[DIRECTIVE] Put these rows into a numbered list, skipping any blank lines and leaving out the pictures.

[ENTRIES]
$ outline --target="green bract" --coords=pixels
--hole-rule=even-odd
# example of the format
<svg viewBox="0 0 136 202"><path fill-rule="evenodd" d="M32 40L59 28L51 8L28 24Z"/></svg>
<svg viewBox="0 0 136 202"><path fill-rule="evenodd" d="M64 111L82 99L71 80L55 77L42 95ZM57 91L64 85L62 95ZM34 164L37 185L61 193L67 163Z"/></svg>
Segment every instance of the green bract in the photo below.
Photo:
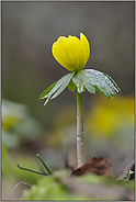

[SOLUTION]
1. $ outline --target="green bract" --coords=pixels
2. --hole-rule=even-odd
3. # example of the format
4. <svg viewBox="0 0 136 202"><path fill-rule="evenodd" d="M32 40L59 28L51 8L28 24Z"/></svg>
5. <svg viewBox="0 0 136 202"><path fill-rule="evenodd" d="M64 111L82 99L71 80L55 77L42 95ZM57 91L64 85L62 95ZM34 164L37 185L61 193L67 163Z"/></svg>
6. Segment every instance of the green bract in the photo below.
7. Photo:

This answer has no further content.